# [REQUIREMENT]
Would you give the entries below again, precisely as they are written?
==*==
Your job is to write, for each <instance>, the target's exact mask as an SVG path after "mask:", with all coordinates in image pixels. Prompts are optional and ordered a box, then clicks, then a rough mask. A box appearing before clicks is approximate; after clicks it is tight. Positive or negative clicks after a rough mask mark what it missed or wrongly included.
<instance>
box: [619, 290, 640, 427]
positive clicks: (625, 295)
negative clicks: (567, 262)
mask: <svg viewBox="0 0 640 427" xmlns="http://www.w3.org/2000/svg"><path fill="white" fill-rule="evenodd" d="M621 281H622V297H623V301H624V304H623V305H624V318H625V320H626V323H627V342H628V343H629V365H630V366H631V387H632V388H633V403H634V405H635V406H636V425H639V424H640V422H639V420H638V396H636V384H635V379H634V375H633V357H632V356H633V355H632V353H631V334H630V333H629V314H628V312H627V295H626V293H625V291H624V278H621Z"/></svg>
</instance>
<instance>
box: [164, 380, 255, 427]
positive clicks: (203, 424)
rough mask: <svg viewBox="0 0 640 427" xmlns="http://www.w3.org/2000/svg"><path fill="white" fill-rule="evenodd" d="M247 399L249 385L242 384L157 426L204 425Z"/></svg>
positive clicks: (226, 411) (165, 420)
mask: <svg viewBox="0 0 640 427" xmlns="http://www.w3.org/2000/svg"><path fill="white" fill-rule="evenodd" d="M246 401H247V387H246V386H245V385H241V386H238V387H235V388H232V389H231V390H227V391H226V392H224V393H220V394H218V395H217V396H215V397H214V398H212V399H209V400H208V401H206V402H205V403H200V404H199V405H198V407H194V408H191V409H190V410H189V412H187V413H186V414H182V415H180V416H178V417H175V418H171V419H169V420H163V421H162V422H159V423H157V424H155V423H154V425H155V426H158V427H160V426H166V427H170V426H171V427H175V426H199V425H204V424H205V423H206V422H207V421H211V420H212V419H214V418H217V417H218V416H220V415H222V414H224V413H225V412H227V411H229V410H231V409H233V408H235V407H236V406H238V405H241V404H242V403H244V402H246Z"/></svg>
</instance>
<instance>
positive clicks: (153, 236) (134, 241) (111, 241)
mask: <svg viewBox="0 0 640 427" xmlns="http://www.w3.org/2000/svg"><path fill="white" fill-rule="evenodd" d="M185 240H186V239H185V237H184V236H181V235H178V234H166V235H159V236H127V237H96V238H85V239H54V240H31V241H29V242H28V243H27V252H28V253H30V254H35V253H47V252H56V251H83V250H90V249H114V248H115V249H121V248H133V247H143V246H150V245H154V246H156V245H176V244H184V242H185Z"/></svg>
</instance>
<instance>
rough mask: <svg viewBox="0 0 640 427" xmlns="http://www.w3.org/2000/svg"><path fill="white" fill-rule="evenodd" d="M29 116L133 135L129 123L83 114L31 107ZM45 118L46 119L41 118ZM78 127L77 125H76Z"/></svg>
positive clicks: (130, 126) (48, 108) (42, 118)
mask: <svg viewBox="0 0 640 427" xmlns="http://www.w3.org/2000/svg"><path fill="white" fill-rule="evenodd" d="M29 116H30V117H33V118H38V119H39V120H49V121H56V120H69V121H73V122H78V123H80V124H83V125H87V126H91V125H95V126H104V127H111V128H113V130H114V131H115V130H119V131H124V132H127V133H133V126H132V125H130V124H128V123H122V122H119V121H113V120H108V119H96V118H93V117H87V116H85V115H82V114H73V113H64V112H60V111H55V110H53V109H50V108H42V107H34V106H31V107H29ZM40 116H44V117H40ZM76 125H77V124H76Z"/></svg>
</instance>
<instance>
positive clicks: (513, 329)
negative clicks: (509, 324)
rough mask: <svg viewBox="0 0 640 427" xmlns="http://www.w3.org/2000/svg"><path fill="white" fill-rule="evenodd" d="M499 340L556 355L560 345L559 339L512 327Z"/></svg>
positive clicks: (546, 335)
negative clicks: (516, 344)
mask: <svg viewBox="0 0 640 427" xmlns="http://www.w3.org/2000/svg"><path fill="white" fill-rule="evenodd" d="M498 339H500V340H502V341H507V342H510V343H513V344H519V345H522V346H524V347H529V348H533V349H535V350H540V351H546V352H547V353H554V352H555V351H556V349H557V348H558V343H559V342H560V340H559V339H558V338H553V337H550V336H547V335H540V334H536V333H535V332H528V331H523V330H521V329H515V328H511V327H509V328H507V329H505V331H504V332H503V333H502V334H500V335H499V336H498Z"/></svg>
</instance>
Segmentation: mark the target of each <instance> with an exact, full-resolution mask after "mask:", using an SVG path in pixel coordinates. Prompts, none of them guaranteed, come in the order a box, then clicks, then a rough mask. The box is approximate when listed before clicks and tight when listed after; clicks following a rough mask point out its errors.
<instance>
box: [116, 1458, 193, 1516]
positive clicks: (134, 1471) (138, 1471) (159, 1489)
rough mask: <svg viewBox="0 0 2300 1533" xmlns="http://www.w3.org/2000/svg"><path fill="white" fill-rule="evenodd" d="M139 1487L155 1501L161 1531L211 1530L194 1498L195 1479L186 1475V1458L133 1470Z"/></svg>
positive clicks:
==*==
# [SOLUTION FOR THIS PROBLEM]
Your job is to write, for each <instance>, the target's exact mask as an SVG path after "mask:", with all coordinates in image pixels. Prompts are optional and ordered a box, then clicks, then a rough mask. A box appearing before clicks is approximate; after clicks it is tight. Positive or negative clicks after a rough mask mark what it missed or wrongly included.
<instance>
box: [619, 290, 640, 427]
positive clicks: (625, 295)
negative clicks: (567, 262)
mask: <svg viewBox="0 0 640 427" xmlns="http://www.w3.org/2000/svg"><path fill="white" fill-rule="evenodd" d="M621 281H622V297H623V301H624V304H623V305H624V318H625V320H626V323H627V342H628V343H629V365H630V366H631V387H632V388H633V403H634V405H635V406H636V425H639V424H640V422H639V420H638V396H636V384H635V379H634V375H633V357H632V356H633V355H632V353H631V334H630V333H629V314H628V312H627V295H626V293H625V291H624V278H621Z"/></svg>
</instance>
<instance>
box: [164, 380, 255, 427]
positive clicks: (203, 424)
rough mask: <svg viewBox="0 0 640 427" xmlns="http://www.w3.org/2000/svg"><path fill="white" fill-rule="evenodd" d="M247 399L249 385L242 384L157 426L204 425Z"/></svg>
positive clicks: (226, 411) (165, 420)
mask: <svg viewBox="0 0 640 427" xmlns="http://www.w3.org/2000/svg"><path fill="white" fill-rule="evenodd" d="M246 401H247V387H246V386H245V385H241V386H238V387H235V388H232V389H231V390H227V391H226V392H224V393H220V394H218V395H217V396H215V397H214V398H212V399H209V400H208V401H206V402H205V403H200V404H199V405H198V407H194V408H191V409H190V410H189V412H187V413H186V414H182V415H180V416H178V417H175V418H171V419H169V420H163V421H162V422H159V423H157V424H155V423H154V425H155V426H158V427H160V426H166V427H170V426H171V427H175V426H199V425H204V424H205V423H206V422H207V421H211V420H212V419H214V418H217V417H218V416H220V415H222V414H224V413H225V412H227V411H229V410H231V409H233V408H235V407H236V406H238V405H241V404H242V403H244V402H246Z"/></svg>
</instance>
<instance>
positive clicks: (153, 236) (134, 241) (111, 241)
mask: <svg viewBox="0 0 640 427" xmlns="http://www.w3.org/2000/svg"><path fill="white" fill-rule="evenodd" d="M185 240H186V239H185V237H184V236H181V235H178V234H166V235H159V236H127V237H96V238H85V239H54V240H31V241H29V242H28V243H27V252H28V253H30V254H35V253H47V252H56V251H83V250H90V249H114V248H115V249H121V248H133V247H143V246H150V245H154V246H156V245H176V244H184V242H185Z"/></svg>
</instance>
<instance>
rough mask: <svg viewBox="0 0 640 427" xmlns="http://www.w3.org/2000/svg"><path fill="white" fill-rule="evenodd" d="M29 116L133 135L129 123L83 114L31 107ZM45 118L46 119L41 118ZM78 127L77 125H76Z"/></svg>
positive clicks: (130, 126) (48, 108) (42, 118)
mask: <svg viewBox="0 0 640 427" xmlns="http://www.w3.org/2000/svg"><path fill="white" fill-rule="evenodd" d="M29 116H30V117H33V118H38V119H39V120H49V121H56V120H69V121H73V122H78V123H80V124H83V125H87V126H91V125H95V126H104V127H111V128H113V130H114V131H115V130H119V131H124V132H127V133H133V126H132V125H130V124H128V123H122V122H119V121H113V120H108V119H96V118H93V117H87V116H85V115H82V114H73V113H64V112H60V111H55V110H53V109H50V108H42V107H34V106H31V107H29ZM40 116H44V117H40ZM76 125H77V124H76Z"/></svg>
</instance>
<instance>
positive clicks: (513, 329)
negative clicks: (509, 324)
rough mask: <svg viewBox="0 0 640 427" xmlns="http://www.w3.org/2000/svg"><path fill="white" fill-rule="evenodd" d="M499 340L556 355L560 345L559 339L512 327Z"/></svg>
positive clicks: (546, 335)
negative clicks: (516, 344)
mask: <svg viewBox="0 0 640 427" xmlns="http://www.w3.org/2000/svg"><path fill="white" fill-rule="evenodd" d="M498 339H500V340H502V341H507V342H510V343H513V344H519V345H522V346H524V347H529V348H533V349H535V350H540V351H546V352H547V353H554V352H555V351H556V349H557V348H558V343H559V342H560V340H559V339H558V338H553V337H550V336H547V335H540V334H536V333H535V332H528V331H523V330H521V329H515V328H511V327H509V328H507V329H505V331H504V332H503V333H502V334H500V335H499V336H498Z"/></svg>
</instance>
Segmentation: mark the target of each <instance> with an exact, full-resolution mask after "mask:", using an SVG path in pixel coordinates. Prompts, none of them guaranteed, come in the order a box, then clicks, then a rough mask. The box is approximate when listed before clicks and tight when listed after; clicks following a rough mask point out its errors.
<instance>
box: [116, 1458, 193, 1516]
positive clicks: (134, 1471) (138, 1471) (159, 1489)
rough mask: <svg viewBox="0 0 2300 1533" xmlns="http://www.w3.org/2000/svg"><path fill="white" fill-rule="evenodd" d="M139 1487L155 1501L161 1531L211 1530L194 1498L195 1479L186 1475V1458L133 1470Z"/></svg>
positive clicks:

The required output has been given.